_Tugas 1_
Tolong laporkan berapa baris catatan yang memuat kata "white", dan tuliskan angkanya saja.

_Bagian Dokumen_
···
Senin 26 Oct 2015 18:34 WIB

Daya Saing Umat Islam Indonesia Masih Rendah

Rep: Ahmad Fikri Noor/ Red: Andi Nur Aminah
Siswa madrasah saat melakukan proses pembelajaran di luar sekolah. Madrasah merupakan satu sistem pendidikan Islam.
Foto: Republika/Yasin Habibi/c
Siswa madrasah saat melakukan proses pembelajaran di luar sekolah. Madrasah merupakan satu sistem pendidikan Islam.

REPUBLIKA.CO.ID, JAKARTA -- Umat Islam Indonesia belum memiliki daya saing tinggi. Meski menjadi mayoritas, umat Islam belum menjadi faktor penentu baik dalam konteks kebijakan, pembangunan keadaban, maupun kesejahteraan di Indonesia. "Itu terjadi karena daya saing umat yang masih rendah. Baik terkait dengan capaian pendidikan yang masih rendah, ekonomi, maupun beberapa hal menyangkut persatuan antara organisasi Islam sendiri," ujar Sekretaris Umum Pimpinan Pusat Muhammadiyah Abdul Mu'ti kepada Republika.co.id, Senin (26/10).

Ia menjelaskan, saat ini ada dua realitas paradoks. Di satu sisi, umat Islam menjadi mayoritas di Indonesia. Hal itu, secara politik, sering menjadi modal yang besar utamanya dalam peristiwa politik yang membutuhkan suara.

Akan tetapi, dalam realitas lain umat Islam belum menjadi kelompok penentu. Dia menyebut, Islam merupakan faktor penting tapi belum jadi faktor penentu.

Dalam konteks kerja sama antara organisasi Islam pun kerap muncul suasana dominasi oleh kelompok tertentu. Bahkan, Mu'ti menilai ada kanibalisme dalam partai-partai Islam. "Partai Islam tidak pernah mencapai perolehan signifikan dalam pemilu. Jika ada partai Islam yang naik maka partai Islam lainnya turun. Bukan secara paralel naik," terangnya.

Mantan Ketua Umum Pimpinan Pusat Pemuda Muhammadiyah itu menilai, daya saing umat rendah terutama dalam bidang pendidikan dan ekonomi. Hal itu karena energi umat kerap habis untuk hal yang kurang produktif. Dana umat, ujarnya, pun kerap dibelanjakan untuk hal yang tidak terlalu penting. Selain itu, ada persoalan etos di kalangan umat.
···
_Tugas 2_
Ubah "realitas" menjadi "kenyataan" pada bagian artikel tentang daya saing umat Islam yang dimulai dari "Ia menjelaskan, saat" dan berakhir pada "jadi faktor penentu.", lalu tuliskan bagian itu secara utuh.
···
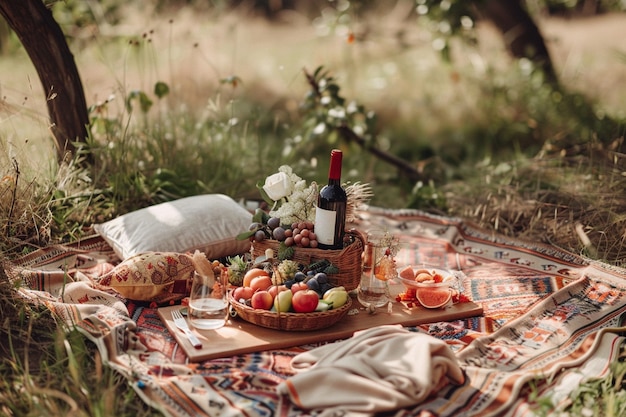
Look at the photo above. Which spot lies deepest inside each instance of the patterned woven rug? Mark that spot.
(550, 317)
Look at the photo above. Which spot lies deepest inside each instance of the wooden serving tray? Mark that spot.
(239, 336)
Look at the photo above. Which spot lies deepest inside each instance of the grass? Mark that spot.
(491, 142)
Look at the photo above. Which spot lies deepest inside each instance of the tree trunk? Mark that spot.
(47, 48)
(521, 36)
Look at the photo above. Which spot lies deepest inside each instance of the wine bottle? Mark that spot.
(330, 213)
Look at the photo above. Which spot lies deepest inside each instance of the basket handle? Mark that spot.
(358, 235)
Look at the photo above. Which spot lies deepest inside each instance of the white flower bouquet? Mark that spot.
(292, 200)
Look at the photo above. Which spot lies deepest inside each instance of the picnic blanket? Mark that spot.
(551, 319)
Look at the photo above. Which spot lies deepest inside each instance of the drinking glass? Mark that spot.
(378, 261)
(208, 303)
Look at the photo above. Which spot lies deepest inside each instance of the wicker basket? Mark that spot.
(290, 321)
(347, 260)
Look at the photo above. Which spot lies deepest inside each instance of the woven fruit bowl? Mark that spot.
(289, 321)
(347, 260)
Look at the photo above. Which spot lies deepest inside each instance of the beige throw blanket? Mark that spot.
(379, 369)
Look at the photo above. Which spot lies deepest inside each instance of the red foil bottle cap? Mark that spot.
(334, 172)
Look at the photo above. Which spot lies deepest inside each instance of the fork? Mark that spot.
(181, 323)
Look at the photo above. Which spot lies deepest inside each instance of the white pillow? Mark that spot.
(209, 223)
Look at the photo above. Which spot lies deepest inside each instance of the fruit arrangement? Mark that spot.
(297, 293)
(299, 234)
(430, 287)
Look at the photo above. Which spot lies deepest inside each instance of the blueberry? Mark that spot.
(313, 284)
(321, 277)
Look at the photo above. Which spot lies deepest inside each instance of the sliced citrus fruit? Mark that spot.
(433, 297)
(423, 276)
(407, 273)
···
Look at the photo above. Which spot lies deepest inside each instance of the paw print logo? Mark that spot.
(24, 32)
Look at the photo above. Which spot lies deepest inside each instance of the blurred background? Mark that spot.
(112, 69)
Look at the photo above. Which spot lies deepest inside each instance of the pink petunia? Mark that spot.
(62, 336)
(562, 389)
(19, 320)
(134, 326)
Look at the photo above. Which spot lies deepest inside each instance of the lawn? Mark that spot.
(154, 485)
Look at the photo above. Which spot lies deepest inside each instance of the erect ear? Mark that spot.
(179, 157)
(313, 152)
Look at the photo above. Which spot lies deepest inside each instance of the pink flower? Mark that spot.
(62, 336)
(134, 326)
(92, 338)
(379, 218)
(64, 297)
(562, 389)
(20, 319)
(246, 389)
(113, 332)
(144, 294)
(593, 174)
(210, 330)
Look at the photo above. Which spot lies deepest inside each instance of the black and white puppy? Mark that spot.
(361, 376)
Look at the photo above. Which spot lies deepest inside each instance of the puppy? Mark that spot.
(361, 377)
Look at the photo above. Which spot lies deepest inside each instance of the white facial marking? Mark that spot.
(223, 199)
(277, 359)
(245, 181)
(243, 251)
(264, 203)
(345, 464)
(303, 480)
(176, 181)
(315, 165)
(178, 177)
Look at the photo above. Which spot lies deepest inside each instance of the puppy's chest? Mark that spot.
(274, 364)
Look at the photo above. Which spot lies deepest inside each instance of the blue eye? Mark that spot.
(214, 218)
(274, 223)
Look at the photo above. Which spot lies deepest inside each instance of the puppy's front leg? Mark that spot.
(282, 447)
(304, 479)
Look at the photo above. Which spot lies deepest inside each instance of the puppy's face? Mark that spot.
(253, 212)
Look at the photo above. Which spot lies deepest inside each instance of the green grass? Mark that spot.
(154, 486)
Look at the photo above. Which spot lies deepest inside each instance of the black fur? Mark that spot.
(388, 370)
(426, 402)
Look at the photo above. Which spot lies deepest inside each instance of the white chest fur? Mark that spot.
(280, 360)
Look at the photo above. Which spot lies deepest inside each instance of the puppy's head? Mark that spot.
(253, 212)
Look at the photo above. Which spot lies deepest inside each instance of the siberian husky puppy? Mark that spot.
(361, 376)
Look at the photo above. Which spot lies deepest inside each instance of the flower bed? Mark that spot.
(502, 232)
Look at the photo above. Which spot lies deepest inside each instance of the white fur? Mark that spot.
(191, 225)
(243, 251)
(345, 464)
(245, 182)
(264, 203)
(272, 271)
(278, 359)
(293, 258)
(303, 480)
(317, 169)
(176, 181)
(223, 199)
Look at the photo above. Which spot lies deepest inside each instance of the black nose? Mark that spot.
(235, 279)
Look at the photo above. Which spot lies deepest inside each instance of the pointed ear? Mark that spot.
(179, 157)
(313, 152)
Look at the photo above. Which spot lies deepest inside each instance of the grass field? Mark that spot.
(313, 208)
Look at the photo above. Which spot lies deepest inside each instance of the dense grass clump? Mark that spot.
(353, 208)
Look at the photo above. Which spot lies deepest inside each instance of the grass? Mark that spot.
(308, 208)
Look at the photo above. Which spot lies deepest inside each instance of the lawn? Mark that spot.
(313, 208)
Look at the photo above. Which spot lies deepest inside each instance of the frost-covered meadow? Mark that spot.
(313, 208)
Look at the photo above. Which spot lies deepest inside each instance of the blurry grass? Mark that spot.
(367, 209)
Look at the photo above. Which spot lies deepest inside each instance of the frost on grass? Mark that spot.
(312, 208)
···
_Jawaban 1_
6

_Jawaban 2_
Ia menjelaskan, saat ini ada dua kenyataan paradoks. Di satu sisi, umat Islam menjadi mayoritas di Indonesia. Hal itu, secara politik, sering menjadi modal yang besar utamanya dalam peristiwa politik yang membutuhkan suara.

Akan tetapi, dalam kenyataan lain umat Islam belum menjadi kelompok penentu. Dia menyebut, Islam merupakan faktor penting tapi belum jadi faktor penentu.